#### PROBLEM TO WORK ON
Rewrite everything in the guitar-strings text from "from the D’Addario" down to "for flamenco players.", putting "gut" wherever "nylon" appears.

I came across this little video on my phone the other day. :-)
from the D’Addario website – Pro-Arté – EJ25B:
Pro-Arté Composite strings offer the traditional elegance of our Pro-Arte’ line, with the added benefit of an elevated bass response. The exclusive composite core bass strings in the set produce a bold, projecting low-end, providing a more influential tone than nylon basses. Paired with black nylon trebles, this set of Pro-Arte’ Composite strings offers a sound which is both alluring and commanding. This Flamenco Tension set delivers a flexible feel, while still maintaining the quick response that is essential for flamenco players.
I started using D’Addario strings around 1990. I didn’t have a Flamenco guitar when I recorded NF. I only had an inexpensive (around $350) classical guitar and used D’Agostino strings for the basses and Savarez strings for the trebles. Or maybe it was the other way around? Under the microscope of the recording studio, I didn’t find the strings to be very dependable and sometimes I had to change strings several times until I found some that were in tune and the overtones sounded correctly. When we started touring in the Summer of 1990 I had to find something more reliable. I tried D’Addario classical strings and liked them. Each set appeared to be identical. There were simply no bad sets. (I think I rejected only one set in thirty years… that’s unbelievably consistent!)

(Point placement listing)
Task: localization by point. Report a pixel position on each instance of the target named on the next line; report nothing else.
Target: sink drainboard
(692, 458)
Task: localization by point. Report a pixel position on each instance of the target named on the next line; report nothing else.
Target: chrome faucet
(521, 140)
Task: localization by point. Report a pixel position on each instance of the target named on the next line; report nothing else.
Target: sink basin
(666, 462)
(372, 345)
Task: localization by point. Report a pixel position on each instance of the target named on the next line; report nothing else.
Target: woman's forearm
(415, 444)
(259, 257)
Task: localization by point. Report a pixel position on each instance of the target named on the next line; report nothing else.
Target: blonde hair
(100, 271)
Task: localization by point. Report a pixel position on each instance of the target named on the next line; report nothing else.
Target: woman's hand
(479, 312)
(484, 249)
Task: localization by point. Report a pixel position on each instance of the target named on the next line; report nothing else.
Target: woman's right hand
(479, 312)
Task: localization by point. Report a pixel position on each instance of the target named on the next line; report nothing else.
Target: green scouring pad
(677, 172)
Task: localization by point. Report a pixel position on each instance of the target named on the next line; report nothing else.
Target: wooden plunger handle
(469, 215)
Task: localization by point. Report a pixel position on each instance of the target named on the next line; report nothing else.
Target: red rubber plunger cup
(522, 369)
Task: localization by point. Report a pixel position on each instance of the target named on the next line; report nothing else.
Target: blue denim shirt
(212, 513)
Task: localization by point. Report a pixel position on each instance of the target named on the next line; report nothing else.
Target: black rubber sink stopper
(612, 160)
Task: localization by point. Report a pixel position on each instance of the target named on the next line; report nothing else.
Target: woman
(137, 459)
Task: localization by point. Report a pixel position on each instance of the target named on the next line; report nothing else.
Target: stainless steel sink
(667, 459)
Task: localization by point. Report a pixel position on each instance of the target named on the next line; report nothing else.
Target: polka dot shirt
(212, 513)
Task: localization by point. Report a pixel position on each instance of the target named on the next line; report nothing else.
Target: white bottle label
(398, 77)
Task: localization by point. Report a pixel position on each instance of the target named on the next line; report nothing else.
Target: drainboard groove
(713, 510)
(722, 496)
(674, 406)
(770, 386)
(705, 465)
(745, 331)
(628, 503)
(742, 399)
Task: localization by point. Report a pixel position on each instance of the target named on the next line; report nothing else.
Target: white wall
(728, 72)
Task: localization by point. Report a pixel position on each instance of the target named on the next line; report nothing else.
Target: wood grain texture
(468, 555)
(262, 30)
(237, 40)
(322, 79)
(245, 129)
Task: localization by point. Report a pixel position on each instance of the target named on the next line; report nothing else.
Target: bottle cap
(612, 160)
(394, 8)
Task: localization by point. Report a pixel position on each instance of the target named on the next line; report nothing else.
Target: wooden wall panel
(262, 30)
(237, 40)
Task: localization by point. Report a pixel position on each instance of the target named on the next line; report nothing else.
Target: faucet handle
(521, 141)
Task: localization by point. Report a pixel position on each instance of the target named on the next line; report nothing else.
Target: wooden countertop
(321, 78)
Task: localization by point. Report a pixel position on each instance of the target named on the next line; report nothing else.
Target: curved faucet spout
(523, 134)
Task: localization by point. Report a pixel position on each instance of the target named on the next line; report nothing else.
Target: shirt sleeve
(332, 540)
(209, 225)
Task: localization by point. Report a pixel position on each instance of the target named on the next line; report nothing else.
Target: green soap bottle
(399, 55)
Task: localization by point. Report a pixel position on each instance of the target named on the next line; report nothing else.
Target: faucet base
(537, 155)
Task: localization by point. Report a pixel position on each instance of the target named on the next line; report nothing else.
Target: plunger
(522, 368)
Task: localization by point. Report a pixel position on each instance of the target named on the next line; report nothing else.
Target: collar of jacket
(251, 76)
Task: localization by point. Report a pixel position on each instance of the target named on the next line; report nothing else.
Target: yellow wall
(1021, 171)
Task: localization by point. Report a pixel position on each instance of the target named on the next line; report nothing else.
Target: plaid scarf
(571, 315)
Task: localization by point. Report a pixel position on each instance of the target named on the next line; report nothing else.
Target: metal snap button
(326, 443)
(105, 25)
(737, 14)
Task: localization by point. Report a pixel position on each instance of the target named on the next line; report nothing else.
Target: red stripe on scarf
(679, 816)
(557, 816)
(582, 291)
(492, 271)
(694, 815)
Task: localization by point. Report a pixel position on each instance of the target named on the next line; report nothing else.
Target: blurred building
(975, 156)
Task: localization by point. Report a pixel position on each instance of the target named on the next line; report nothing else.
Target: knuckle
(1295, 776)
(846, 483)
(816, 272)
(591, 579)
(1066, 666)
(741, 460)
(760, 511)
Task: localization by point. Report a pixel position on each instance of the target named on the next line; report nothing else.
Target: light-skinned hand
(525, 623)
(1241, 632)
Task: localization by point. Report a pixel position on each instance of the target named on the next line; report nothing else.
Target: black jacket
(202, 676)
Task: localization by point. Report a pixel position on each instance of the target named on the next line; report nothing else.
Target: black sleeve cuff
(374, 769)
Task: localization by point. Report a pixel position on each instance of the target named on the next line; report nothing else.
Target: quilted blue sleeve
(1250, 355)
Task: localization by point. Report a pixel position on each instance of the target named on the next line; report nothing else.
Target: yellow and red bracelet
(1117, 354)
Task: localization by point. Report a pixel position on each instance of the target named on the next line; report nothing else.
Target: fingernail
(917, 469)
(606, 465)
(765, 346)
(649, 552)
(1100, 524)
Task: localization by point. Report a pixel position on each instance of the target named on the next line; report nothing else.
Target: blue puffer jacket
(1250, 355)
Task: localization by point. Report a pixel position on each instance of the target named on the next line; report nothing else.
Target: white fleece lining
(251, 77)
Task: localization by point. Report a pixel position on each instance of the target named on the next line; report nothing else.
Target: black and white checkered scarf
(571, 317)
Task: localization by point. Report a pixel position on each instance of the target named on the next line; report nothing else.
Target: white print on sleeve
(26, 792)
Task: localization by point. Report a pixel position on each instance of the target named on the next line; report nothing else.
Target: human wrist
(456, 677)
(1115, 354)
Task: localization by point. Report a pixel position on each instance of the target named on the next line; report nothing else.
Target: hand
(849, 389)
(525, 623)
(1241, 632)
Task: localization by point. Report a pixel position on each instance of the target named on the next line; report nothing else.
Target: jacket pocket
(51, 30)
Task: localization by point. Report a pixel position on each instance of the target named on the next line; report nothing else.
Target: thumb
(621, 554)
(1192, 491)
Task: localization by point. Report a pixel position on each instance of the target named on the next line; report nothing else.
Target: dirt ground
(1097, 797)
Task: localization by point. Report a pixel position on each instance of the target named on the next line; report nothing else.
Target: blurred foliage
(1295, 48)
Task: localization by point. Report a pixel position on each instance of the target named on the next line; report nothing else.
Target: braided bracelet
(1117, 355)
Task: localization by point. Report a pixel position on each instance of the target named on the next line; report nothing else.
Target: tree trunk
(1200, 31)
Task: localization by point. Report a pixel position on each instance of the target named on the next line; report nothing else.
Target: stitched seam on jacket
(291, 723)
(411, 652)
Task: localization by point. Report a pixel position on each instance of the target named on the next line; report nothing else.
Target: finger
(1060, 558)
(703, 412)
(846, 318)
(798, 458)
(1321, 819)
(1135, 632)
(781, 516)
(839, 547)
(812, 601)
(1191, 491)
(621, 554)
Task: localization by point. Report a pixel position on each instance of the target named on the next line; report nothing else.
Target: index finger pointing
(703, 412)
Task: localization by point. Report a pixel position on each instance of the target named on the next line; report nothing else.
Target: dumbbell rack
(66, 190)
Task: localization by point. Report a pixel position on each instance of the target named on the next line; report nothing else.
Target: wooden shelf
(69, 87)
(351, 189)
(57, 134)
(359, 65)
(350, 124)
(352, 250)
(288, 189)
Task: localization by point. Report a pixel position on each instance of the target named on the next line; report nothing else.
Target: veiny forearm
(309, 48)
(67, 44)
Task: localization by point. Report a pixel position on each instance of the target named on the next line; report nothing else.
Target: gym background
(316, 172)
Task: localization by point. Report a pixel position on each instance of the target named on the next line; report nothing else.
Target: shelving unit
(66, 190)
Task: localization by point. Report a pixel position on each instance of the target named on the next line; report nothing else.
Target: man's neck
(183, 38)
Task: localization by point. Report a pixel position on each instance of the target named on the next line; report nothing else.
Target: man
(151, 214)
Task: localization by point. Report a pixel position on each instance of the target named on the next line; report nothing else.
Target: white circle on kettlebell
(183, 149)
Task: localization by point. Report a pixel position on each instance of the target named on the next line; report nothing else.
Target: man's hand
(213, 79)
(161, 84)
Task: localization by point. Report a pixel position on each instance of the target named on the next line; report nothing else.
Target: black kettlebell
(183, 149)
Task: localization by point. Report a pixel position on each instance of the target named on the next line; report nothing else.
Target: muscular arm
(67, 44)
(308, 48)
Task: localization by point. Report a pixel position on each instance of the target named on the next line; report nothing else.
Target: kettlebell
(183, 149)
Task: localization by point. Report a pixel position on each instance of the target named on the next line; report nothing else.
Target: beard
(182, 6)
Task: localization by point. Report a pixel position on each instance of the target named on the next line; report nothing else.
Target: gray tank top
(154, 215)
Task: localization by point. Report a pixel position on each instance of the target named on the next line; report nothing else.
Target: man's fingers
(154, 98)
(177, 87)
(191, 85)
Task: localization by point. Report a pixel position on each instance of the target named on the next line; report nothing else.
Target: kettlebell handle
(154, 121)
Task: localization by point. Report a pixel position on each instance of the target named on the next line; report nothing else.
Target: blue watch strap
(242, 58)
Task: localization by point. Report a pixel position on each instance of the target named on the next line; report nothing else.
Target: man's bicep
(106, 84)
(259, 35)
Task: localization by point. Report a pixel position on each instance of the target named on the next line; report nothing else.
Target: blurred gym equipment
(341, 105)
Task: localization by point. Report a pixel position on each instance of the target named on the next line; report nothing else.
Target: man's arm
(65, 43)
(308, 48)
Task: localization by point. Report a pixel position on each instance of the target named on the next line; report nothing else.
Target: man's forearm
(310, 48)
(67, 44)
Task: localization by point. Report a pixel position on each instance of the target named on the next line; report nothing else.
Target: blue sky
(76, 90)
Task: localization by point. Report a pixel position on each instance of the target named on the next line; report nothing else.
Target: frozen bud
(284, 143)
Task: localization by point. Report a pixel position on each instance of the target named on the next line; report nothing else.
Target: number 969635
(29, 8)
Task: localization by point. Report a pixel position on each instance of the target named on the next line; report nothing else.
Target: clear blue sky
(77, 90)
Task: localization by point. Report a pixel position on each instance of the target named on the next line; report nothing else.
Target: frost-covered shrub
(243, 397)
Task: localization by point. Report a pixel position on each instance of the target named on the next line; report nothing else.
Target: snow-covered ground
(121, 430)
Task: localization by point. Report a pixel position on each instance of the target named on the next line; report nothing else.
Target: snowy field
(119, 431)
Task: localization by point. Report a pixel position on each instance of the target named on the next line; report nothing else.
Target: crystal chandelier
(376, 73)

#### ANSWER TO THIS PROBLEM
from the D’Addario website – Pro-Arté – EJ25B:
Pro-Arté Composite strings offer the traditional elegance of our Pro-Arte’ line, with the added benefit of an elevated bass response. The exclusive composite core bass strings in the set produce a bold, projecting low-end, providing a more influential tone than gut basses. Paired with black gut trebles, this set of Pro-Arte’ Composite strings offers a sound which is both alluring and commanding. This Flamenco Tension set delivers a flexible feel, while still maintaining the quick response that is essential for flamenco players.